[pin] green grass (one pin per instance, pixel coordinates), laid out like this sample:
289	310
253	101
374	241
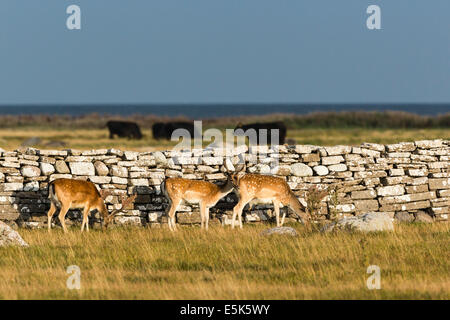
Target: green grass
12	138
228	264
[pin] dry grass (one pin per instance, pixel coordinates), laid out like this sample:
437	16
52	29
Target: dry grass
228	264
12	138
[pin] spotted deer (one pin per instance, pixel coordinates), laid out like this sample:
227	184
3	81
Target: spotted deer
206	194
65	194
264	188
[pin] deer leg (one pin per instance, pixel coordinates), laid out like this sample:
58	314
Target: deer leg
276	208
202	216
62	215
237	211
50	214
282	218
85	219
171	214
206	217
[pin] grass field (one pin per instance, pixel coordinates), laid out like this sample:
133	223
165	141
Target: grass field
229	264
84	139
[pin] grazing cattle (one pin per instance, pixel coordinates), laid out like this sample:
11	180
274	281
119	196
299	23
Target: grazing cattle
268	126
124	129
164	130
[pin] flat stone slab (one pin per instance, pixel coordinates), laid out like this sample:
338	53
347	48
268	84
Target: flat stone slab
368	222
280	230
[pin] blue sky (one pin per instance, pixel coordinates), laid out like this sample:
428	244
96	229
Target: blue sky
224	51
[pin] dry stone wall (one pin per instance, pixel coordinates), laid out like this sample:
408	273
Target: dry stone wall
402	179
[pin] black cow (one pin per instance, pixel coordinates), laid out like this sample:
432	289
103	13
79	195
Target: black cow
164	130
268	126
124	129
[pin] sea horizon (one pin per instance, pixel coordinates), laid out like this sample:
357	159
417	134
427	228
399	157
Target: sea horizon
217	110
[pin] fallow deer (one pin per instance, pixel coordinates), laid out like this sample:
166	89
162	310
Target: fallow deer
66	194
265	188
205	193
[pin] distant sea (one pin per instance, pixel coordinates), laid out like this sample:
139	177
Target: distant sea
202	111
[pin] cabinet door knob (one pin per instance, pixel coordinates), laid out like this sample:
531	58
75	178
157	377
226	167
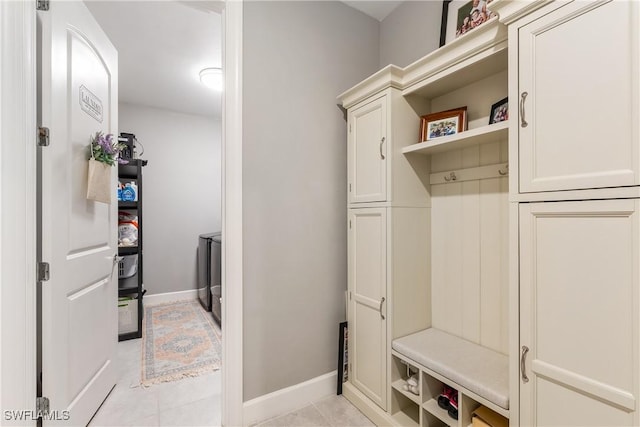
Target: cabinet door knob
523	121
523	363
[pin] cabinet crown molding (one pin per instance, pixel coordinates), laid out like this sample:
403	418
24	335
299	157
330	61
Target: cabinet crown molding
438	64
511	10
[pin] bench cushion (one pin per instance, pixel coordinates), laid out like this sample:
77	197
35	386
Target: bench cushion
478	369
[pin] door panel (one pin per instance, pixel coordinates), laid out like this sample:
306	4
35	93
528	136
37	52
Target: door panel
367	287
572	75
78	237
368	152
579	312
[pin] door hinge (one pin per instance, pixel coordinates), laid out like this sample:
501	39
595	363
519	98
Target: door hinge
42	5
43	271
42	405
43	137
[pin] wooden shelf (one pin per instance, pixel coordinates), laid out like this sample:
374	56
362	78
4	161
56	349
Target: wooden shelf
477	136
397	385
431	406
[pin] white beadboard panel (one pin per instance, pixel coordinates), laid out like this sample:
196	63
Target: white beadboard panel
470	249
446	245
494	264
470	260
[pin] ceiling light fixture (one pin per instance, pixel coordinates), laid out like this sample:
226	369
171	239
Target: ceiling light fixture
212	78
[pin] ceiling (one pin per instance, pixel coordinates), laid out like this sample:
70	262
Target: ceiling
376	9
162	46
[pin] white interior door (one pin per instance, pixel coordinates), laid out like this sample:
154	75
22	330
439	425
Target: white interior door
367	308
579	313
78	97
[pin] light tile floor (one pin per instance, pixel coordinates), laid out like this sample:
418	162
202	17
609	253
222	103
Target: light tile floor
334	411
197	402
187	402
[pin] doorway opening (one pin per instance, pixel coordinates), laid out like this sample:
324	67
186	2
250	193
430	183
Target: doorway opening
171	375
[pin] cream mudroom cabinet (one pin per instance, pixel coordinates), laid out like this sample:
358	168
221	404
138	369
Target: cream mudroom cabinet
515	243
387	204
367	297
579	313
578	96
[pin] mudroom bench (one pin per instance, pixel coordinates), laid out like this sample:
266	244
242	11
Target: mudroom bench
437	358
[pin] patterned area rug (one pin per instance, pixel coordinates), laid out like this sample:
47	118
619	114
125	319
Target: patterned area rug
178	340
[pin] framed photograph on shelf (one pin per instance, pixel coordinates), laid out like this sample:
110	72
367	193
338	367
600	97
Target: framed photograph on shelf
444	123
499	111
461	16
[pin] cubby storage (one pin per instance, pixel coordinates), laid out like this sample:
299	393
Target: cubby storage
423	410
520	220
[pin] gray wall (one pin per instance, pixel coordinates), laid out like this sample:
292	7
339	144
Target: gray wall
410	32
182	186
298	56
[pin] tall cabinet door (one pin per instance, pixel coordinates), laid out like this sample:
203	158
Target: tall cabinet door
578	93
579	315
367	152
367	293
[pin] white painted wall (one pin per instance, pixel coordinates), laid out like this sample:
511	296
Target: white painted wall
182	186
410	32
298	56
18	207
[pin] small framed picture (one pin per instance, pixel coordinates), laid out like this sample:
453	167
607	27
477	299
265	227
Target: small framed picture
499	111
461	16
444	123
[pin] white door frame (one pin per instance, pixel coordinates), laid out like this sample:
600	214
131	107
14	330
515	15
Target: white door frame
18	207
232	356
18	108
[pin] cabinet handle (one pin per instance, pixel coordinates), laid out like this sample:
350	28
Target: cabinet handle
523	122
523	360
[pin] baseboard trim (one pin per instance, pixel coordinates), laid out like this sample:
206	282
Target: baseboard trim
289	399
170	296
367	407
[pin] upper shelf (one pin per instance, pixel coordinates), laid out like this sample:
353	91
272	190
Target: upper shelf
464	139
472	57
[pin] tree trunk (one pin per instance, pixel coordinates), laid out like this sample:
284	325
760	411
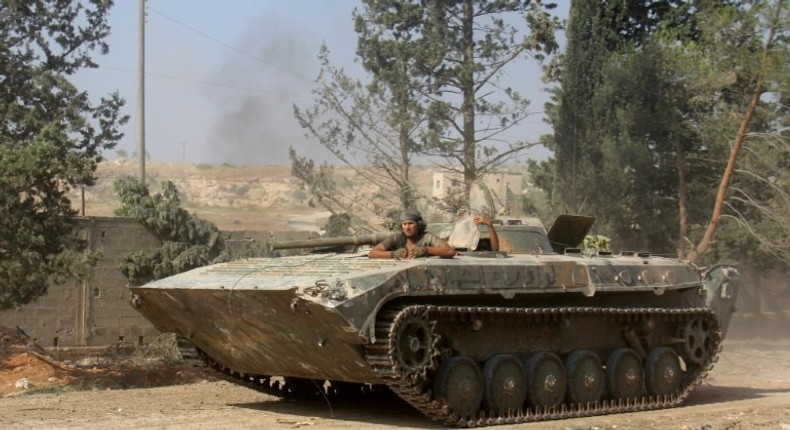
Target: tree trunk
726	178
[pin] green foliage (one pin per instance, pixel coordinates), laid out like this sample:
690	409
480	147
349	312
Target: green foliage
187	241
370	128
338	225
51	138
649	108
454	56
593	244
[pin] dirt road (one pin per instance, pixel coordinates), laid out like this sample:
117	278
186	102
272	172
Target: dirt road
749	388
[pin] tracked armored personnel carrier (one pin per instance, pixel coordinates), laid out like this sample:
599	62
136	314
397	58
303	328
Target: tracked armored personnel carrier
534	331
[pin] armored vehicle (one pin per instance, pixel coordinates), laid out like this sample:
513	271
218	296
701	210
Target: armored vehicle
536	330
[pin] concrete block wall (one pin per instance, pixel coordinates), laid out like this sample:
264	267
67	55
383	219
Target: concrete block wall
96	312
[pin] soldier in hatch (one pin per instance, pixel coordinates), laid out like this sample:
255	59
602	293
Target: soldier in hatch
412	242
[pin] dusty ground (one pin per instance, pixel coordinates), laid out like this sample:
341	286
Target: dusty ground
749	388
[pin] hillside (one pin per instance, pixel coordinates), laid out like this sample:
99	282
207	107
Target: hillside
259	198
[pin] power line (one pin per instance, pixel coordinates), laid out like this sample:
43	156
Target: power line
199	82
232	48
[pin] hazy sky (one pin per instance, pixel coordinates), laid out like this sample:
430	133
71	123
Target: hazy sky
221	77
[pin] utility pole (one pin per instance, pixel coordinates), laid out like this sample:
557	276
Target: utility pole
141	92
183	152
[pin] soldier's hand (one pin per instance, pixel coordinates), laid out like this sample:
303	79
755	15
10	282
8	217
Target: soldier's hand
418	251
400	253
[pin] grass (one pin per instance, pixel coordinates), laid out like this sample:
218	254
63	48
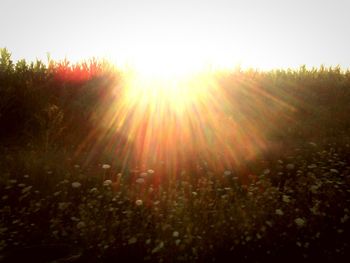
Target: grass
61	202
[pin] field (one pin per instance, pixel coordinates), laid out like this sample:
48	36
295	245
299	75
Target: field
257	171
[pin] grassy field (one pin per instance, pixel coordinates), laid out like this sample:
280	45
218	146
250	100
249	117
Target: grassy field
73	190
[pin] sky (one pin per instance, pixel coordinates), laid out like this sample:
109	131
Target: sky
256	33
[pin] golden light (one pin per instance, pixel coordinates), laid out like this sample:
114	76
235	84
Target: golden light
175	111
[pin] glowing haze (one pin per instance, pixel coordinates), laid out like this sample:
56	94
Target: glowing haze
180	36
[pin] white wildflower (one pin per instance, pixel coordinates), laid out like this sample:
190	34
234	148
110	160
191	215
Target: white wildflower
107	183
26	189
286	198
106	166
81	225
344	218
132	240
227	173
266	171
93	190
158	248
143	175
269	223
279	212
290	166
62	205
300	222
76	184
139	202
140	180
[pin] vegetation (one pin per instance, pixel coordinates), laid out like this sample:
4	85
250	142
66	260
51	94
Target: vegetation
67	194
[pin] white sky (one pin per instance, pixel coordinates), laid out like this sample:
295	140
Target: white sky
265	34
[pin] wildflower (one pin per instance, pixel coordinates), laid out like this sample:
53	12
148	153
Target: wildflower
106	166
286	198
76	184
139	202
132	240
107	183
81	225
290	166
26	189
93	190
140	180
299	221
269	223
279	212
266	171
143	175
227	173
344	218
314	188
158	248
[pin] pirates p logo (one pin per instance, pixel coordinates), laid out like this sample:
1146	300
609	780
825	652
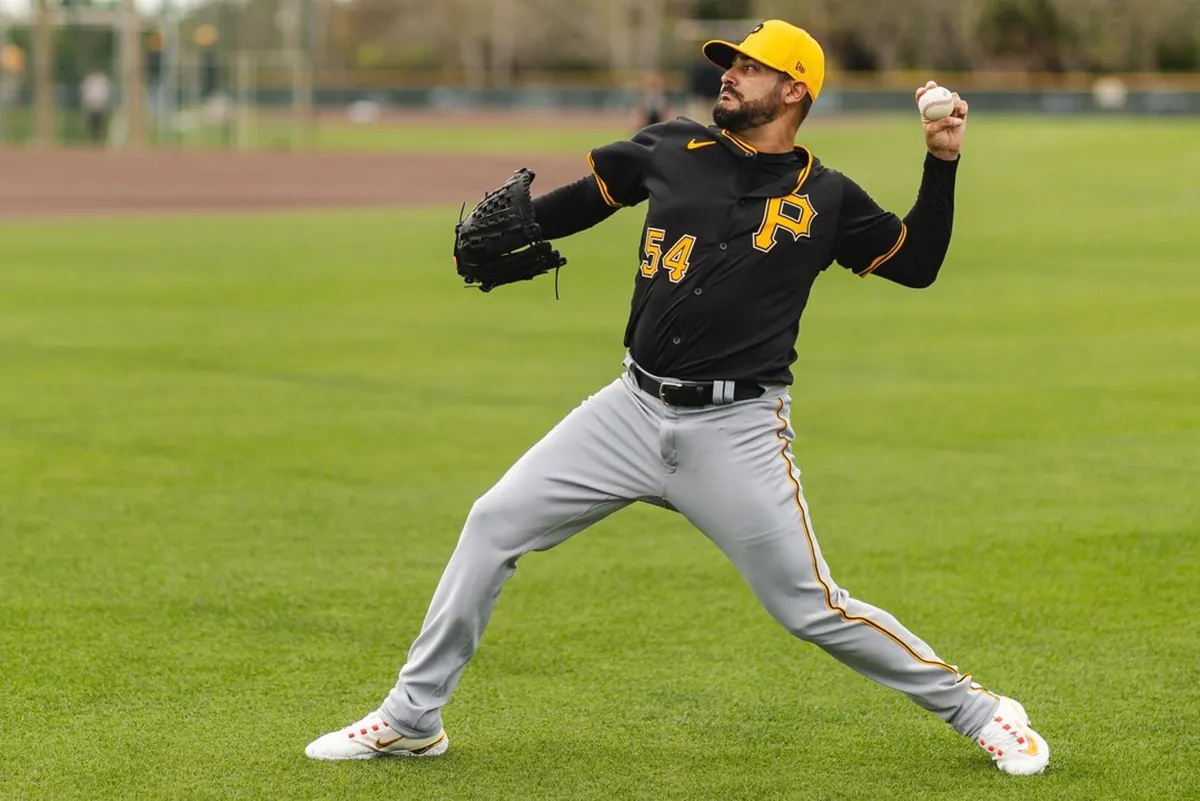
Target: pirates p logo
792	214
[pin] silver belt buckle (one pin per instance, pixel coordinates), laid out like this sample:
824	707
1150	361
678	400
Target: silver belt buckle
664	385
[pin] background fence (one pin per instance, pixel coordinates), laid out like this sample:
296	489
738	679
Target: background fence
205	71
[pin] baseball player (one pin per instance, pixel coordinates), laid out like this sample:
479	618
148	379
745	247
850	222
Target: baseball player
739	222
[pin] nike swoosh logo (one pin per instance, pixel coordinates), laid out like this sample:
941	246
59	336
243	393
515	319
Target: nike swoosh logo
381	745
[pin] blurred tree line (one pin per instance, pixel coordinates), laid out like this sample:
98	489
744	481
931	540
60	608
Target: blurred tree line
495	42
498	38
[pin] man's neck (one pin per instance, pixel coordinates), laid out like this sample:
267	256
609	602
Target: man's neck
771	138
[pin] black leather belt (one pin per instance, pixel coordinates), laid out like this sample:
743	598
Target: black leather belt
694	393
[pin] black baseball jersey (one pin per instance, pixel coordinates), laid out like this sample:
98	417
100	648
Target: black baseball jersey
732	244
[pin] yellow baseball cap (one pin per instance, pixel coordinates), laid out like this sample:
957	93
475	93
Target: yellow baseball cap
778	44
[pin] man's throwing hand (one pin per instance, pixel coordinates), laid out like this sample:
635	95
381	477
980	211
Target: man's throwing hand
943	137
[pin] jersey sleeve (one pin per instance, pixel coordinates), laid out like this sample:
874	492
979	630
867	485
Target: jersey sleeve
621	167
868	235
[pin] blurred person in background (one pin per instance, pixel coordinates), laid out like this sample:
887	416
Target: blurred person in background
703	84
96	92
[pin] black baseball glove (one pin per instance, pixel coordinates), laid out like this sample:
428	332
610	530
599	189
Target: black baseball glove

- [Task description]:
Wherever a line above contains the string "glove", copy that line.

- [Response]:
[pin] black baseball glove (one pin per instance, pixel coordinates), laid out like this sample:
Target: black baseball glove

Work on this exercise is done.